--- RECORD EXCERPTS ---

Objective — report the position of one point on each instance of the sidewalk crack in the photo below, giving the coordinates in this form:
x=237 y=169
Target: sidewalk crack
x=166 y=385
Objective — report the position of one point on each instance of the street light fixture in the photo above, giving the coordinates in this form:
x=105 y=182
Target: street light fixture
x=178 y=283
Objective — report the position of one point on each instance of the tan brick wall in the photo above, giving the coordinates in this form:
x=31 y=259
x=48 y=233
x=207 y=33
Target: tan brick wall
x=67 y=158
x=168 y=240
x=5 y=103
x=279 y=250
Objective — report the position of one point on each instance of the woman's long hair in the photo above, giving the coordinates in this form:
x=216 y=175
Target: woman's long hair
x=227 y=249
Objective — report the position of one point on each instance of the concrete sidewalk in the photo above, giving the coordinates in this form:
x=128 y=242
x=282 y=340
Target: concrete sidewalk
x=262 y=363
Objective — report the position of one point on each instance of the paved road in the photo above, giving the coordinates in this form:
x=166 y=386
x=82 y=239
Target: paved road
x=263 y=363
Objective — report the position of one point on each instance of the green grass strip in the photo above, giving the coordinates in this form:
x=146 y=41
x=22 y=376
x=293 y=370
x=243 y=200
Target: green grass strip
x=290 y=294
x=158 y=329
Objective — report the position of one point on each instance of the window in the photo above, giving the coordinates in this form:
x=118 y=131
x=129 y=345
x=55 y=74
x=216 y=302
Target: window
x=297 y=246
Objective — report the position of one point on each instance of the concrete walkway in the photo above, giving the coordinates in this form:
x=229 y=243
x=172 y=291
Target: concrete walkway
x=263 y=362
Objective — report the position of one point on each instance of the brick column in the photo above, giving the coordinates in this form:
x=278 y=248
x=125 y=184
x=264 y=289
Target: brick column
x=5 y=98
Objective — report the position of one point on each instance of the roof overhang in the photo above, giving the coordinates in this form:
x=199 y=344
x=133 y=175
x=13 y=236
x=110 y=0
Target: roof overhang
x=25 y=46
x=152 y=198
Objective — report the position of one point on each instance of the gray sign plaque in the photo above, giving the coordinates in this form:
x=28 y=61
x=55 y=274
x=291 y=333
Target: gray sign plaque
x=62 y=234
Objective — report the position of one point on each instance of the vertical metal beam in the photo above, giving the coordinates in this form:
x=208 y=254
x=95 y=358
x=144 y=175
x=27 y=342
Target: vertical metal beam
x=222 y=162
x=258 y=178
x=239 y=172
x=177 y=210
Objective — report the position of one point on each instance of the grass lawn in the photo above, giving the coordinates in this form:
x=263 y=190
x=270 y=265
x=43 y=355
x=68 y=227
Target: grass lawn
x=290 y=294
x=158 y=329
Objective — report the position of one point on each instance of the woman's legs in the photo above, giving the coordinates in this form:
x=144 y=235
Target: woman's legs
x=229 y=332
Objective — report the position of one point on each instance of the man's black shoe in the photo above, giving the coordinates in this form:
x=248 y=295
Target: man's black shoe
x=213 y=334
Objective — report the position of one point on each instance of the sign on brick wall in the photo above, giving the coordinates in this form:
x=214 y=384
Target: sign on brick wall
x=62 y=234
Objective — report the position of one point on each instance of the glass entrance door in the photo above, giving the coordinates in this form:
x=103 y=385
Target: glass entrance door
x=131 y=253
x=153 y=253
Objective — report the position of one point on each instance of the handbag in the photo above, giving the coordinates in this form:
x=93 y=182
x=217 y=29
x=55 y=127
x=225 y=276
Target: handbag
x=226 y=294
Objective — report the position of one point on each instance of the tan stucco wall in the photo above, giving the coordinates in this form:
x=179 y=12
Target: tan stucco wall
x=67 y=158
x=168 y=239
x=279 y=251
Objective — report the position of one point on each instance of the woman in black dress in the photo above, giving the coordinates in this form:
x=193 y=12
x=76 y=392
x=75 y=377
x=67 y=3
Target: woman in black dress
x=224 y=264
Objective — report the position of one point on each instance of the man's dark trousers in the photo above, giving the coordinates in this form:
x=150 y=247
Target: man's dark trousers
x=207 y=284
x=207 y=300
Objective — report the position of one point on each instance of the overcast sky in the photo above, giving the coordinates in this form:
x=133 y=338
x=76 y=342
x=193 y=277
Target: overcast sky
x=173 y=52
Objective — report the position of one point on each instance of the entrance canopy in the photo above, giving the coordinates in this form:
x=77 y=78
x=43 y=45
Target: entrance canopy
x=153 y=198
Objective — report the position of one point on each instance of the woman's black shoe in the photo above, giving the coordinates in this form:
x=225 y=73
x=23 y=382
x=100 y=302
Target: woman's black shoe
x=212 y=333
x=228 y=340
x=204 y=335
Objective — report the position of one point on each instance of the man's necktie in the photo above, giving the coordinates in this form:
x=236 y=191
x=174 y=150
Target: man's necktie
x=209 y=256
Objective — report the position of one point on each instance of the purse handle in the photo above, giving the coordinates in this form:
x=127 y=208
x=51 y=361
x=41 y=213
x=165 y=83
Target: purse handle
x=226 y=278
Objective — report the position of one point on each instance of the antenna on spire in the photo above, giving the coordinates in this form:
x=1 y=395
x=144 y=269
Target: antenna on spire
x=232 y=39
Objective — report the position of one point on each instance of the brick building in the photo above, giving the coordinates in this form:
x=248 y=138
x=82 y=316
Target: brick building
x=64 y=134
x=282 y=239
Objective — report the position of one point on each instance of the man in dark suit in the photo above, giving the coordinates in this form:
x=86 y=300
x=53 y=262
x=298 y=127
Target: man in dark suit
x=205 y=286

---

WORK ITEM:
In the entries above, find the line holding "of the handbag" and the line holding "x=150 y=247", then retype exactly those two lines and every line between them, and nothing else.

EXERCISE RESULT:
Objective — report the position of one point on each instance of the handbag in the photo above, giving the coordinates in this form:
x=93 y=182
x=217 y=29
x=55 y=127
x=225 y=276
Target: handbag
x=226 y=294
Objective — report the position of one point on each instance of the tan stucco wall in the photo above, giving the coordinates in this form:
x=179 y=12
Target: tan stucco wall
x=67 y=158
x=168 y=239
x=279 y=251
Objective — report the position of one point on each instance of the woman in black dress in the photo above, giving the coordinates in this form:
x=193 y=12
x=76 y=392
x=75 y=377
x=67 y=3
Target: woman in black dress
x=224 y=264
Objective — report the position of one point on each instance of the man's dark trousers in the photo above, giving the coordinates in this form:
x=150 y=247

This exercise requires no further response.